» **Recorded information**:

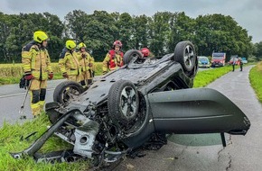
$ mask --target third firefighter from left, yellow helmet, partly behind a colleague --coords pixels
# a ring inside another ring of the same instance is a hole
[[[78,58],[81,66],[80,84],[83,87],[90,85],[94,76],[94,58],[92,58],[89,52],[86,51],[87,46],[85,43],[80,42],[78,45]]]

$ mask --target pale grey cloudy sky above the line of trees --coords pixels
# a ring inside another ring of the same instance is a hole
[[[58,15],[61,20],[73,10],[86,14],[97,11],[131,15],[153,16],[157,12],[184,12],[196,18],[199,15],[230,15],[252,36],[252,42],[262,41],[261,0],[1,0],[4,14],[44,13]]]

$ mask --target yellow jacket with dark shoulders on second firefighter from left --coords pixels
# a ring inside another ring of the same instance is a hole
[[[69,76],[80,75],[81,67],[76,52],[62,49],[58,65],[62,73],[67,73]]]

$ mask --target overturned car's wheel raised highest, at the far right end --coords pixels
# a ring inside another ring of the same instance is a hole
[[[182,65],[184,71],[192,71],[196,58],[195,49],[191,41],[185,40],[177,43],[173,59]]]

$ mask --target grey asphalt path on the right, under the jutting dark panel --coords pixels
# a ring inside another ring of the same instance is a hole
[[[209,88],[225,94],[246,113],[251,128],[246,136],[226,134],[223,148],[219,134],[173,135],[168,144],[145,157],[126,158],[114,170],[136,171],[259,171],[262,170],[262,105],[249,85],[251,66],[237,69]]]

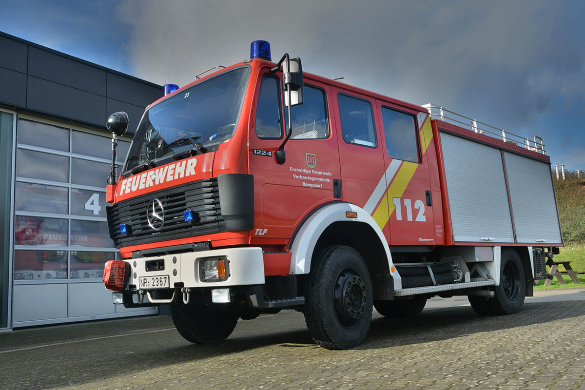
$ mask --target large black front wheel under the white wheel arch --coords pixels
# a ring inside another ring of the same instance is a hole
[[[305,287],[305,322],[313,340],[330,350],[362,343],[370,329],[373,289],[362,256],[348,246],[321,251]]]

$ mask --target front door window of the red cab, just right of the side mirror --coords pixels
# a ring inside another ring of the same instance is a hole
[[[286,91],[284,92],[287,93]],[[303,103],[291,107],[291,140],[323,139],[329,137],[325,92],[305,84]],[[288,123],[288,108],[284,108]],[[287,127],[288,131],[288,127]]]

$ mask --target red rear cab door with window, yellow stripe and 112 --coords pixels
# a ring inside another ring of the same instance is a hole
[[[392,167],[387,175],[388,214],[380,216],[390,227],[390,243],[392,246],[434,245],[435,199],[418,112],[376,101],[376,113],[383,133],[384,161]]]

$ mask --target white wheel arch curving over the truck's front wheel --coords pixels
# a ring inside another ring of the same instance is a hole
[[[357,218],[347,218],[346,212],[356,212]],[[298,230],[297,235],[294,237],[294,240],[292,241],[292,258],[289,273],[309,273],[311,270],[311,258],[319,237],[321,237],[321,234],[325,231],[325,229],[327,229],[327,227],[329,227],[333,222],[338,221],[367,223],[367,225],[369,225],[374,230],[374,232],[376,232],[378,239],[384,248],[384,251],[386,251],[386,258],[388,259],[388,270],[390,270],[390,274],[394,278],[394,289],[401,289],[402,280],[400,278],[400,274],[398,274],[397,271],[392,272],[394,264],[390,254],[390,247],[388,247],[388,242],[386,241],[386,237],[384,237],[384,233],[382,233],[380,226],[378,226],[376,221],[368,212],[366,212],[366,210],[351,203],[339,202],[326,205],[317,210],[307,220],[305,220],[301,228]]]

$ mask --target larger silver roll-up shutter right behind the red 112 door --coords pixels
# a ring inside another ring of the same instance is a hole
[[[501,152],[441,133],[455,241],[513,243]]]

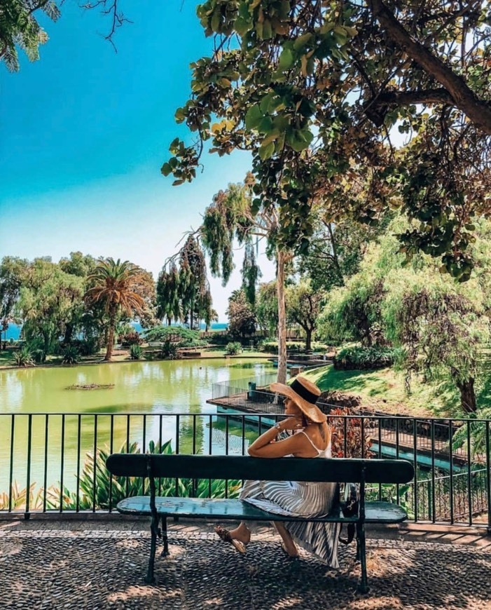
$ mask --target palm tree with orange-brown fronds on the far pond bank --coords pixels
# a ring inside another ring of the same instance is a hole
[[[144,299],[132,290],[132,280],[136,278],[139,269],[129,261],[114,262],[108,258],[99,262],[88,276],[91,287],[85,292],[85,301],[89,304],[102,303],[109,313],[109,332],[104,360],[111,360],[113,352],[114,330],[116,316],[119,311],[134,316],[144,309]]]

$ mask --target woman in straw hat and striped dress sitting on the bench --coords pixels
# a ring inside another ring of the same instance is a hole
[[[271,384],[271,390],[284,395],[285,414],[249,447],[249,455],[261,458],[295,456],[303,458],[331,457],[331,430],[326,416],[315,405],[320,390],[305,377],[298,376],[290,386]],[[291,431],[284,440],[277,440],[283,431]],[[277,481],[246,481],[240,499],[268,513],[292,517],[326,515],[336,496],[336,483],[305,483]],[[298,557],[296,544],[314,553],[331,567],[338,567],[338,523],[275,522],[282,538],[282,548],[290,557]],[[230,531],[217,526],[222,540],[245,553],[251,531],[242,522]]]

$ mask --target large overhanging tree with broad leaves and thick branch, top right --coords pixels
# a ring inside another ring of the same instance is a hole
[[[207,0],[214,54],[192,65],[176,113],[198,137],[174,140],[162,173],[193,179],[207,141],[219,155],[247,149],[254,205],[282,208],[277,243],[305,244],[317,200],[330,222],[401,205],[417,220],[406,255],[468,279],[473,218],[491,212],[488,6]],[[390,142],[398,129],[407,150]]]

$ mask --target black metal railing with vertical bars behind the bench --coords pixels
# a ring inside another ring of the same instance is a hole
[[[108,475],[104,461],[111,452],[247,454],[249,443],[281,417],[276,409],[247,414],[0,414],[0,515],[110,513],[123,497],[146,492],[145,482]],[[333,456],[394,457],[415,464],[413,482],[375,487],[373,497],[403,503],[415,522],[491,529],[490,420],[338,414],[328,419]],[[160,484],[161,494],[236,492],[237,482]]]

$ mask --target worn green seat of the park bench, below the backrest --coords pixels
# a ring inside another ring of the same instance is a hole
[[[335,514],[327,517],[285,517],[273,515],[256,508],[248,502],[234,499],[203,499],[156,497],[155,508],[159,515],[176,517],[194,517],[200,519],[223,519],[239,521],[314,521],[314,522],[356,522],[357,517],[343,517],[338,509]],[[123,515],[150,515],[150,498],[135,496],[118,503],[117,507]],[[366,523],[399,523],[407,519],[406,511],[389,502],[366,502]]]

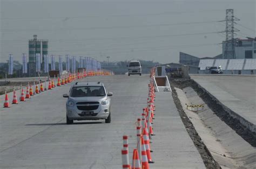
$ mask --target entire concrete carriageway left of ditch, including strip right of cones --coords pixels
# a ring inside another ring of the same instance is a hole
[[[123,135],[129,136],[131,160],[136,147],[135,123],[146,106],[149,76],[83,79],[87,80],[100,80],[113,92],[112,123],[75,121],[66,125],[66,99],[62,95],[68,93],[71,84],[44,91],[11,108],[0,108],[0,168],[121,168]],[[156,163],[151,168],[203,168],[176,107],[169,104],[173,102],[171,94],[160,101],[153,126],[158,136],[152,140]]]

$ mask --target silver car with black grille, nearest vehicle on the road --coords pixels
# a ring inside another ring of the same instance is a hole
[[[102,82],[76,82],[70,88],[69,94],[63,97],[66,101],[66,124],[73,124],[74,120],[105,119],[111,122],[110,96]]]

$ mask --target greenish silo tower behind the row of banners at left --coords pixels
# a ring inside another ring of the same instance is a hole
[[[33,35],[33,39],[29,40],[29,76],[35,76],[36,73],[36,54],[40,54],[41,63],[44,62],[43,55],[48,54],[48,40],[37,39],[37,35]]]

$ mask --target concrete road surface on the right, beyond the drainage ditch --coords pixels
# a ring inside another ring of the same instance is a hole
[[[226,107],[246,119],[256,131],[255,75],[191,75]]]

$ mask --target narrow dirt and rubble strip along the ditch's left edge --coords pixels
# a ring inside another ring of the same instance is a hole
[[[171,84],[172,84],[172,82],[171,82]],[[219,164],[213,159],[212,154],[207,149],[203,140],[200,138],[200,136],[198,135],[198,132],[194,128],[192,122],[185,114],[183,107],[182,107],[182,105],[179,101],[179,98],[177,96],[177,92],[174,89],[174,85],[171,85],[171,88],[172,88],[172,97],[173,97],[174,103],[176,104],[176,107],[177,107],[177,110],[181,117],[181,120],[184,123],[185,128],[186,128],[188,134],[190,135],[190,138],[193,140],[194,145],[197,147],[197,150],[200,153],[201,158],[203,159],[206,168],[214,168],[214,169],[221,168],[219,166]]]

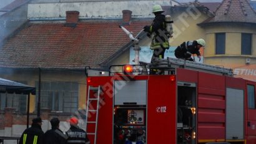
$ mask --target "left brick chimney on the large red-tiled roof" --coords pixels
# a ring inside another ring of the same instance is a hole
[[[79,11],[66,11],[66,24],[68,27],[76,27],[79,20]]]

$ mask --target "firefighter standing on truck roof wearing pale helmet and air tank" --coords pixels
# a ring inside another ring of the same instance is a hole
[[[155,57],[164,59],[165,49],[169,49],[169,37],[165,25],[165,16],[162,14],[164,11],[160,5],[153,6],[152,12],[155,14],[155,19],[151,26],[145,26],[144,31],[147,32],[147,36],[153,36],[150,49],[154,50],[151,63],[154,62]]]

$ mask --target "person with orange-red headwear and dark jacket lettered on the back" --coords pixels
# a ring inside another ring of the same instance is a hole
[[[67,133],[67,143],[68,144],[90,144],[87,134],[84,130],[78,127],[78,119],[72,117],[69,120],[71,128]]]

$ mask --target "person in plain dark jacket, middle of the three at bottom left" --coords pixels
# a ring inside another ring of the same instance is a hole
[[[44,133],[44,144],[66,144],[67,135],[59,129],[59,119],[51,119],[52,129]]]

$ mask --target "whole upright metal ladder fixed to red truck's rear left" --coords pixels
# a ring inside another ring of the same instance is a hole
[[[99,101],[101,96],[101,86],[88,88],[87,108],[86,108],[86,132],[90,137],[94,137],[94,144],[97,140],[97,122],[99,117]]]

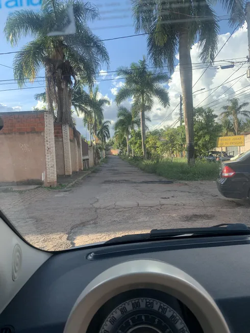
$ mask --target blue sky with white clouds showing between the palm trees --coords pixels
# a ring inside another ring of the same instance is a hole
[[[110,2],[106,0],[93,0],[91,3],[98,7],[101,15],[99,20],[89,23],[89,27],[98,37],[101,39],[112,39],[135,34],[130,1],[114,0]],[[34,94],[44,91],[44,79],[36,79],[34,83],[27,83],[26,88],[28,89],[18,89],[18,85],[13,80],[14,77],[12,69],[15,54],[1,55],[1,53],[16,52],[20,50],[24,44],[31,40],[31,38],[22,38],[20,39],[18,46],[11,47],[3,32],[8,14],[13,10],[20,10],[22,8],[39,11],[39,0],[0,0],[0,112],[30,111],[33,107],[42,107],[42,104],[37,103],[34,99]],[[214,9],[216,14],[220,17],[220,19],[222,19],[219,22],[219,50],[224,42],[227,41],[233,29],[228,26],[227,13],[224,12],[220,6],[216,6]],[[142,59],[143,55],[147,54],[146,36],[109,40],[105,41],[105,45],[110,56],[110,67],[107,68],[104,65],[102,66],[102,70],[97,78],[96,84],[99,85],[100,97],[105,96],[110,100],[110,105],[107,105],[104,108],[104,118],[105,120],[111,121],[112,135],[112,126],[116,120],[117,113],[117,106],[114,103],[114,98],[124,82],[124,80],[121,80],[116,76],[114,71],[121,65],[129,66],[132,62],[137,62]],[[199,60],[199,52],[200,50],[198,49],[197,44],[193,45],[191,49],[193,84],[198,80],[207,67],[205,64],[201,64],[201,61]],[[235,31],[216,57],[214,66],[210,66],[202,78],[194,86],[194,107],[212,107],[215,113],[219,114],[221,112],[221,106],[227,104],[228,98],[239,96],[240,100],[247,101],[249,96],[249,91],[247,89],[250,88],[250,86],[247,86],[250,83],[246,79],[246,75],[243,75],[246,73],[247,69],[247,64],[245,63],[246,56],[247,29],[246,26],[244,26],[243,28]],[[181,82],[178,59],[179,55],[177,54],[177,67],[171,75],[170,83],[166,85],[169,90],[170,107],[163,108],[159,104],[159,101],[155,99],[154,107],[148,114],[152,119],[151,123],[148,123],[150,130],[170,125],[179,117],[179,107],[177,107],[177,105],[180,100]],[[234,68],[221,69],[220,64],[229,64],[229,60],[235,62]],[[106,71],[111,71],[111,73],[107,73]],[[39,73],[39,75],[44,76],[43,70]],[[218,86],[220,87],[217,90],[211,90],[212,88]],[[203,90],[199,91],[200,89]],[[124,101],[123,105],[130,108],[131,99]],[[176,110],[168,116],[174,108],[176,108]],[[77,116],[75,116],[75,118],[78,131],[80,131],[85,137],[88,136],[82,123],[82,118]]]

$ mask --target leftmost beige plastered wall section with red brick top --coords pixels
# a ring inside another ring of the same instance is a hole
[[[44,112],[1,113],[0,183],[43,184],[46,174]]]

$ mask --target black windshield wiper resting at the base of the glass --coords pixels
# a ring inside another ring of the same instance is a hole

» **Required work**: The answer should consist of every line above in which "rear" appears.

» **Output for this exercise**:
$ mask --target red rear cab door with window, yellow stripe and 112 --coords pixels
$ mask --target "whole upright metal ladder fixed to red truck's rear left" --coords pixels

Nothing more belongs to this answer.